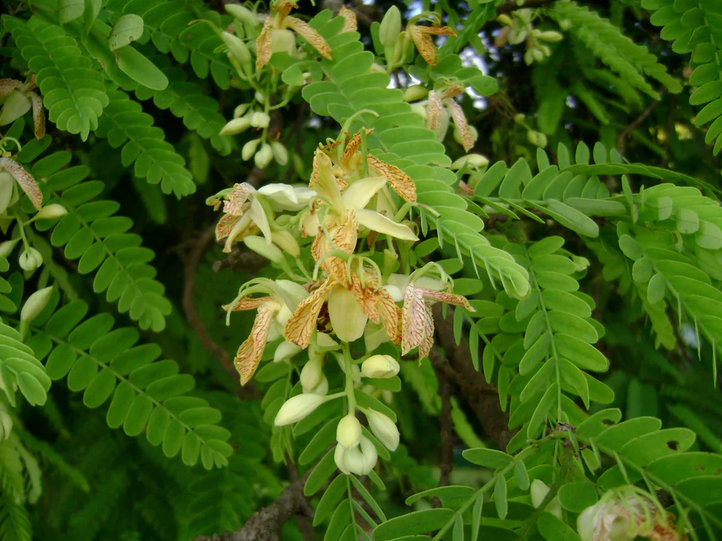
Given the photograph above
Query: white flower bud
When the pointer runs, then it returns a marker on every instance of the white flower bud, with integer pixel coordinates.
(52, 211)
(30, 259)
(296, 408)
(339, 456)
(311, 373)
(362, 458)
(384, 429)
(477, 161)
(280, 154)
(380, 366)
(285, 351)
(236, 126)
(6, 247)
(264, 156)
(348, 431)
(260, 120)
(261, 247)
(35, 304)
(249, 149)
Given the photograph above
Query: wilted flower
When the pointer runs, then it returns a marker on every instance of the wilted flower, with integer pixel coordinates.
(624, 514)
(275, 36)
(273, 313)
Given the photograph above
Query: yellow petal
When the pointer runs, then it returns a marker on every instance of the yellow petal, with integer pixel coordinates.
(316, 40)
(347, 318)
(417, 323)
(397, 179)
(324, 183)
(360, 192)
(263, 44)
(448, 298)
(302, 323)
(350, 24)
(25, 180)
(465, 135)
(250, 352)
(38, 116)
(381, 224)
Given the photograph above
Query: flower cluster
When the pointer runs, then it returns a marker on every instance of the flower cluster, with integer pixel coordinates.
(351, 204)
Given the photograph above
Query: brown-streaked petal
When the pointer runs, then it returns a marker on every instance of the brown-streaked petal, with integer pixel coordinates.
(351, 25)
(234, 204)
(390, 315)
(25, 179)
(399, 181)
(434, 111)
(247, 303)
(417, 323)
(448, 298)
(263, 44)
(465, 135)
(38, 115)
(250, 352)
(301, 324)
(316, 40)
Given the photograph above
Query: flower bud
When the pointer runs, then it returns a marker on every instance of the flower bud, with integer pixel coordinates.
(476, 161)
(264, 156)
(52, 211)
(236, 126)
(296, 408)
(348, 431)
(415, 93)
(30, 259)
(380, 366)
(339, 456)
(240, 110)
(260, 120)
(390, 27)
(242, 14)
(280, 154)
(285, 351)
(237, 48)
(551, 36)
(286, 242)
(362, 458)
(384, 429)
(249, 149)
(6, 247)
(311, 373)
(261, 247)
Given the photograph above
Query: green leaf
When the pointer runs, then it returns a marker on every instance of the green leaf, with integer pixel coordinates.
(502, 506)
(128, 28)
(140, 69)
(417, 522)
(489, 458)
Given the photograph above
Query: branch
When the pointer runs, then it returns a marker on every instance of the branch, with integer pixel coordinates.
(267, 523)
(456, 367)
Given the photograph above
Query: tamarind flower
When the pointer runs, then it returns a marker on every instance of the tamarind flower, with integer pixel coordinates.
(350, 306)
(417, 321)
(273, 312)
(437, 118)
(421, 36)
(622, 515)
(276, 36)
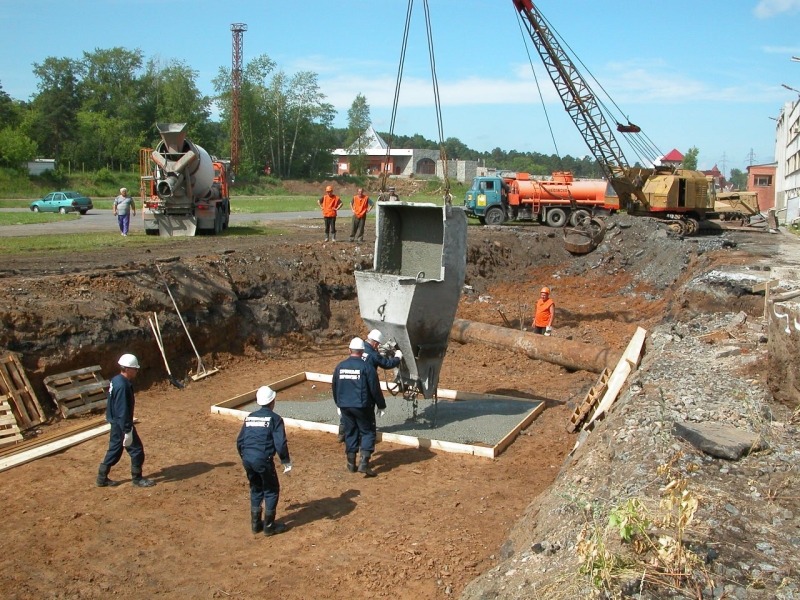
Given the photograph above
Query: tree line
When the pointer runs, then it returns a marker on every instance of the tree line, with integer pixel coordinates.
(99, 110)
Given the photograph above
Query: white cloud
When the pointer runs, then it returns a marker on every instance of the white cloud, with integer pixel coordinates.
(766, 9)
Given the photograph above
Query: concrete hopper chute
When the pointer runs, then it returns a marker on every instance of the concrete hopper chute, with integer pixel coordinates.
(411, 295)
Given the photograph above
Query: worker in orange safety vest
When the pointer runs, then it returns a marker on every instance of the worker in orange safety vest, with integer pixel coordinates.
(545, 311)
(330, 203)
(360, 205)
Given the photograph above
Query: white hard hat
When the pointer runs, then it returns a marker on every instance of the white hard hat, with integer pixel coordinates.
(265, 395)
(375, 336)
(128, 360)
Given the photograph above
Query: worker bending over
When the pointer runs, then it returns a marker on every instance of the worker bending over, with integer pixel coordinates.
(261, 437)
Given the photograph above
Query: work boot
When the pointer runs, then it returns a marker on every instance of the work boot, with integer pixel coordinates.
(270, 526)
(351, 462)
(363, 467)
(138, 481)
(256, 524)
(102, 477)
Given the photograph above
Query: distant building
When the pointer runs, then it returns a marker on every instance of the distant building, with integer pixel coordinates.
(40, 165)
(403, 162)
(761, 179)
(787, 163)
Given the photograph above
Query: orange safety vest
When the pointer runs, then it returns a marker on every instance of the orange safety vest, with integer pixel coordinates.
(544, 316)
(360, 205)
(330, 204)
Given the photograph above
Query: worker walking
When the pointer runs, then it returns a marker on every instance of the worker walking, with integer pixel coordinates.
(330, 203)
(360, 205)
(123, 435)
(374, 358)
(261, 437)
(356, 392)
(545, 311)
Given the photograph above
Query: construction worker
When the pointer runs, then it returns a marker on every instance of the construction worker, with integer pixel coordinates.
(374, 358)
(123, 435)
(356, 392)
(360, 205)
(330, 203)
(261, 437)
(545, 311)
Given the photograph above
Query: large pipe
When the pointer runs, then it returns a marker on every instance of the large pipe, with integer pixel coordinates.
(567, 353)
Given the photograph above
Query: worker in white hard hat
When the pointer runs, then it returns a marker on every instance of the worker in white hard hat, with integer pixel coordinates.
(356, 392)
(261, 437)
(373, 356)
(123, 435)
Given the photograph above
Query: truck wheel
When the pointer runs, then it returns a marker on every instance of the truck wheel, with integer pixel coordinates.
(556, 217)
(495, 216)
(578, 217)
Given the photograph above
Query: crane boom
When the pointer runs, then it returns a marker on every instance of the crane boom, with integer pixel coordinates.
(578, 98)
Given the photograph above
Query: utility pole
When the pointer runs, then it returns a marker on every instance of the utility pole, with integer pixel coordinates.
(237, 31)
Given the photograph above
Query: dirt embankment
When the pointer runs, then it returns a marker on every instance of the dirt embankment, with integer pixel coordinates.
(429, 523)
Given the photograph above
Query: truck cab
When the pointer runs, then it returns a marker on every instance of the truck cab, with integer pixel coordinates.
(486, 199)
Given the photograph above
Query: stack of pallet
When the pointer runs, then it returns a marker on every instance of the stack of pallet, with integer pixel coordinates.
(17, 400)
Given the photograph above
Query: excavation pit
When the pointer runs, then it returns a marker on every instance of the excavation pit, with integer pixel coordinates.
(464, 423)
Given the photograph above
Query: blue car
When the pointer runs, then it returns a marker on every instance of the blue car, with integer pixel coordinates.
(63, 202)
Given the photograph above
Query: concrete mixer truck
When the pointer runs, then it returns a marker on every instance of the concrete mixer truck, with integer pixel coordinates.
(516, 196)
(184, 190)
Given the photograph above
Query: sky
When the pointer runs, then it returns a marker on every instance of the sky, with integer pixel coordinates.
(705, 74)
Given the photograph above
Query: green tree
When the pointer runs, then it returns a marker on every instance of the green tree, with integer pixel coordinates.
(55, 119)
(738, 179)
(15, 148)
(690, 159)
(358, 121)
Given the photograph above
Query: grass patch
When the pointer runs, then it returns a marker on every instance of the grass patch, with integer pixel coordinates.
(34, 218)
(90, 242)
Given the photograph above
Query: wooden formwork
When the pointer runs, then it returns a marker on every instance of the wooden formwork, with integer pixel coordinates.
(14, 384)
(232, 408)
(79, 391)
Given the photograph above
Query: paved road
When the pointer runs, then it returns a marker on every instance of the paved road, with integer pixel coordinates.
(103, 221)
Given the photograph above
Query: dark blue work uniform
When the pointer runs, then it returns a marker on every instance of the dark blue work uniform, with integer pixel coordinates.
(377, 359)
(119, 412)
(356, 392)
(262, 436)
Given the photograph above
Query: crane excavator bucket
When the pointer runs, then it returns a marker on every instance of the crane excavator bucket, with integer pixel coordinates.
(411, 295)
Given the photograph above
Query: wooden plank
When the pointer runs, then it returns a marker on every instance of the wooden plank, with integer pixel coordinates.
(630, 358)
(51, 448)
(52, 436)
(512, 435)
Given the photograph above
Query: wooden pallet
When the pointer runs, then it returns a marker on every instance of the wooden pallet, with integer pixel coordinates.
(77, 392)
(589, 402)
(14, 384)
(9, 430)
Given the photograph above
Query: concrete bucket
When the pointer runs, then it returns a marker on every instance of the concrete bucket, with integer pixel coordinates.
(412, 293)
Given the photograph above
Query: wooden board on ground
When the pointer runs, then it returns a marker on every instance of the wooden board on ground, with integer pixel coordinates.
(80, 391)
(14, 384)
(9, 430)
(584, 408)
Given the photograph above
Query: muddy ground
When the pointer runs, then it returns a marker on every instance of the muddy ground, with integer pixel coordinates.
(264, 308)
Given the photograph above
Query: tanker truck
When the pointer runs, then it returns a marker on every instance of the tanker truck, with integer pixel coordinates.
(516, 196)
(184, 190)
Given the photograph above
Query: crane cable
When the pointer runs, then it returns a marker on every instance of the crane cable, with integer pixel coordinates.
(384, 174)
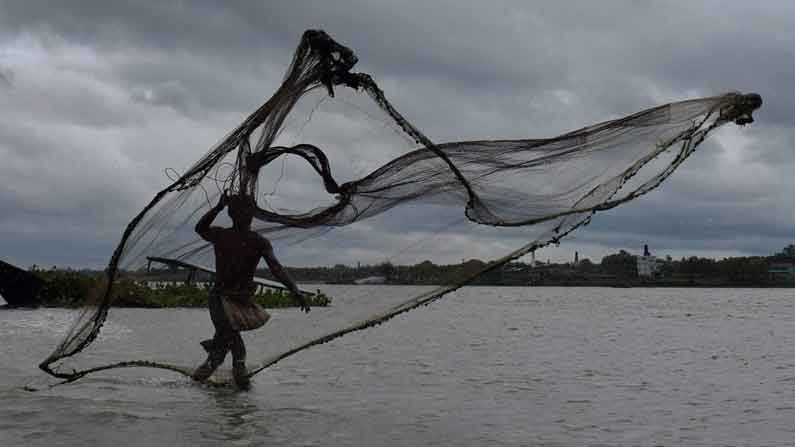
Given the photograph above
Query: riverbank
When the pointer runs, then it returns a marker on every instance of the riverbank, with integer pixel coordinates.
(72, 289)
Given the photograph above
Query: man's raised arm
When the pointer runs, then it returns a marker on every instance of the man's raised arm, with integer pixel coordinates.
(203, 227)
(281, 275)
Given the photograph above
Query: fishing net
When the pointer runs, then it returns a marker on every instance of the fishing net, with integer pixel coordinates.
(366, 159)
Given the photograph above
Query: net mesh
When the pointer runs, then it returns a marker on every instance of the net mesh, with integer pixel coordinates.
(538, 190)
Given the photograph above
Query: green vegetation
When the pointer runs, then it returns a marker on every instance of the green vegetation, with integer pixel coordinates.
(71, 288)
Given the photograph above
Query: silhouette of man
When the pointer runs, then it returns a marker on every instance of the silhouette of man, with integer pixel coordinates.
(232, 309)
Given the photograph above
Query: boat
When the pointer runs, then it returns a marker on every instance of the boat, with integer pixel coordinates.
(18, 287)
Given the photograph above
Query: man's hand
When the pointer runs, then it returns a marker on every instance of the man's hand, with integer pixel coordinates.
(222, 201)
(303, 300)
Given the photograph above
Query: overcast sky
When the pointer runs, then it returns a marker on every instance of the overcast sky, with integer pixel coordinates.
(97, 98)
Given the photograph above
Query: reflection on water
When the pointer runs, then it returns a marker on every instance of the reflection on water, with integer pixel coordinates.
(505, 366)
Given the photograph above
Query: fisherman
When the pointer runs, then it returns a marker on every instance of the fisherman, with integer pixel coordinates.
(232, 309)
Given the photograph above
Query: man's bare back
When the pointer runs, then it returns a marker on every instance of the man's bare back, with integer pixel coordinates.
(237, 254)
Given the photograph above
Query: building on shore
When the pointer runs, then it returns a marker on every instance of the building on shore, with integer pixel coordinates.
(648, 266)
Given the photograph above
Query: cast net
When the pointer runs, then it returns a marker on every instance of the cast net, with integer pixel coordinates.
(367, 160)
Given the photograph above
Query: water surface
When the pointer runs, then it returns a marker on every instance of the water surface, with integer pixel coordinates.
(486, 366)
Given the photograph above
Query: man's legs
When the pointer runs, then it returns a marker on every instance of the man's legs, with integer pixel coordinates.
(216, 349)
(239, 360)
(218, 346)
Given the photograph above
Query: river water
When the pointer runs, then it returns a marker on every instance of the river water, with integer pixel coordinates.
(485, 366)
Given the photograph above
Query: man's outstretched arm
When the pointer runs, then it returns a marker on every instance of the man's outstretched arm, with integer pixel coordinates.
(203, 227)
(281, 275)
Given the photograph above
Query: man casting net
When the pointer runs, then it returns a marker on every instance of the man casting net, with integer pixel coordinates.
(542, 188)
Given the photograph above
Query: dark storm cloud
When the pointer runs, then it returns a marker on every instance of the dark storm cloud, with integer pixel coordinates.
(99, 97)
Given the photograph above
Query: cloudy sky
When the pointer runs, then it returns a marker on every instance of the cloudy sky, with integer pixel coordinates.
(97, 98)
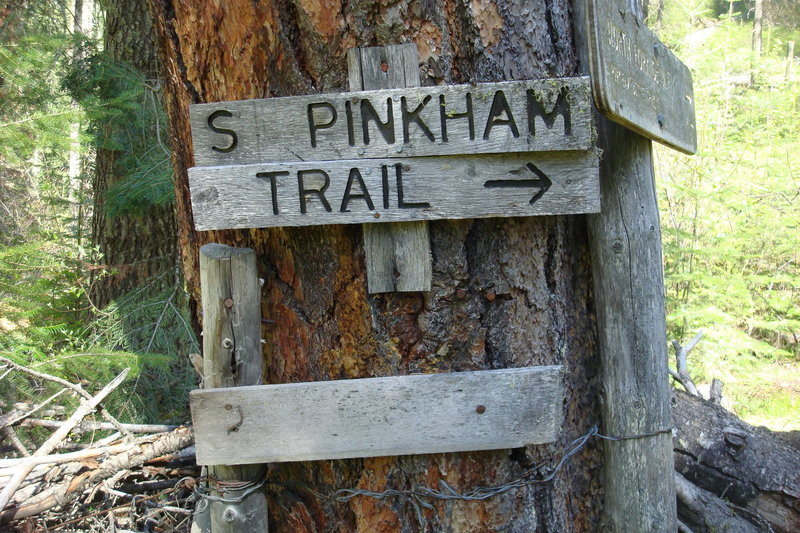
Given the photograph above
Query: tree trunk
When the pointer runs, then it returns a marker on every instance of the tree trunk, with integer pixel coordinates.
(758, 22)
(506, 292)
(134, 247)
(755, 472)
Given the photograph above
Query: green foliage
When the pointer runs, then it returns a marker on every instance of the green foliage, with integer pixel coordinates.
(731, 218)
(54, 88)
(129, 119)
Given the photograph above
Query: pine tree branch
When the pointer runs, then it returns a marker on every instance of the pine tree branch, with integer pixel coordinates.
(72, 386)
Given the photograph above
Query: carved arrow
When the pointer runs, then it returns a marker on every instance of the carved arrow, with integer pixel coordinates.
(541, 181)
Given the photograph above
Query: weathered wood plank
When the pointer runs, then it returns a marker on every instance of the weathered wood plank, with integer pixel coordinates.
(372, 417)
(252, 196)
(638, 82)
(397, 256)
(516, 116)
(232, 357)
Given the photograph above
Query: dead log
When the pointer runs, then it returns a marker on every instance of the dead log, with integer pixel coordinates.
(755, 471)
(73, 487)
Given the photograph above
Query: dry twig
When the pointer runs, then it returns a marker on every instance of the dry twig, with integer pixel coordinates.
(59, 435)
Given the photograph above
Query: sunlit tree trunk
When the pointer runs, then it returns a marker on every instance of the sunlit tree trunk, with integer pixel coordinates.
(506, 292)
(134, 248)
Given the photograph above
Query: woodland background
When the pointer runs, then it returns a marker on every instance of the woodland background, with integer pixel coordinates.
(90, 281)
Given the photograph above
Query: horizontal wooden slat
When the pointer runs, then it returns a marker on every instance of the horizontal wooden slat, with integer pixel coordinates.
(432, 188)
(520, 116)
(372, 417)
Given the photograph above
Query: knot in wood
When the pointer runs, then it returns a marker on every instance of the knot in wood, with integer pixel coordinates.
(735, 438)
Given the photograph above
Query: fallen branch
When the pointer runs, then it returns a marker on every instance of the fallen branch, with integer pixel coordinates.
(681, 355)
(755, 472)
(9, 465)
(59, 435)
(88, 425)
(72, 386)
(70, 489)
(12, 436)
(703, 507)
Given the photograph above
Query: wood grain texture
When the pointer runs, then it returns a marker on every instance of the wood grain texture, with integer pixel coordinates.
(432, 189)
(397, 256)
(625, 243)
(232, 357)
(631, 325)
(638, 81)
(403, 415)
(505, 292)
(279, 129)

----

### TASK TO CARRY OUT
Report every line of the material above that contains the word "overcast", copying each such line in full.

### OUTPUT FOR THIS TASK
Query: overcast sky
When the pointer runs, then it returns a marker on every instance of the overcast sky, with integer pixel coordinates.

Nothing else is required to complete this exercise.